___ Supplied entries

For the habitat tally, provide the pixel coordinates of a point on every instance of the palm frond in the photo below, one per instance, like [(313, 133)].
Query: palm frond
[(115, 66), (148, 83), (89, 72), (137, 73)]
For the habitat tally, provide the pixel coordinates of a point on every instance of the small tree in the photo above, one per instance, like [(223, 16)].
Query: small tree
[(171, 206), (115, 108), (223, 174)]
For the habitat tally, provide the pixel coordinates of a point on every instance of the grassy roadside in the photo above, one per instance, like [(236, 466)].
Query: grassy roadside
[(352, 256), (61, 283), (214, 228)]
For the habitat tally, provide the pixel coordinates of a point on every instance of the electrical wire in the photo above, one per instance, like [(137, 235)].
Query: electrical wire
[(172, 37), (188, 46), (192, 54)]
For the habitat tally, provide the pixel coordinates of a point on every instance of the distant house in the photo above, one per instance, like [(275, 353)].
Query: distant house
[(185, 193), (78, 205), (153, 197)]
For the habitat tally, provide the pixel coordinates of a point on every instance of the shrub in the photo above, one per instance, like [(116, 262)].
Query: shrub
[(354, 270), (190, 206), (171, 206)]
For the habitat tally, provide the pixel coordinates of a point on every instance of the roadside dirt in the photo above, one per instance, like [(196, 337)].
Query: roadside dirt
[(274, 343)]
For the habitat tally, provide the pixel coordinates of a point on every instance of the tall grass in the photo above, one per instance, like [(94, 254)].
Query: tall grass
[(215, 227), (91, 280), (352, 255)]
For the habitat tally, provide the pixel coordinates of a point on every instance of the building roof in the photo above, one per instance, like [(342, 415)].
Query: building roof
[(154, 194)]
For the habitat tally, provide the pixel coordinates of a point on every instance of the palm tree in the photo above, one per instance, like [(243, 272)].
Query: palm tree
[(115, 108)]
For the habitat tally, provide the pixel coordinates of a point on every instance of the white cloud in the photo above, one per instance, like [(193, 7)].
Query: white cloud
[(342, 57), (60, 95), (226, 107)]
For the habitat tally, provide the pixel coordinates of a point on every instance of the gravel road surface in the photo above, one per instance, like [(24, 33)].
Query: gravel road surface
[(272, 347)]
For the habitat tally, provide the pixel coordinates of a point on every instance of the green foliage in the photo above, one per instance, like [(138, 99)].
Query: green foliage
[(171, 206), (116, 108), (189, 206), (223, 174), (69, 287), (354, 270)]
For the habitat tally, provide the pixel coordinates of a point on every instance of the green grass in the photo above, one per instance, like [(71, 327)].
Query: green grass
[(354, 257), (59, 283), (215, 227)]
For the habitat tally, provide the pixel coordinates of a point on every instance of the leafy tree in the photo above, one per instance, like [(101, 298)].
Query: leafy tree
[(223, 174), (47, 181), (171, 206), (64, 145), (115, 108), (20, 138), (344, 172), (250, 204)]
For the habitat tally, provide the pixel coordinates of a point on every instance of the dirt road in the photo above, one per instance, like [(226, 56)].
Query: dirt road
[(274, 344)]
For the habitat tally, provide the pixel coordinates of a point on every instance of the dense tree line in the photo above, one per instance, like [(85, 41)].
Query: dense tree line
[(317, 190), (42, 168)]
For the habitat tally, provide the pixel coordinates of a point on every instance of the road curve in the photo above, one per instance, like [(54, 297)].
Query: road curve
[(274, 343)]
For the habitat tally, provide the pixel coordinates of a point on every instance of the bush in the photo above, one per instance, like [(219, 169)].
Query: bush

______

> _Description of the task_: All lines in the entries above that include "bush" should be found and copied.

> _Solution_:
For the habitat tally, provide the pixel coordinates of a point on every instance of the bush in the photo above, one per instance, like [(219, 169)].
Query: bush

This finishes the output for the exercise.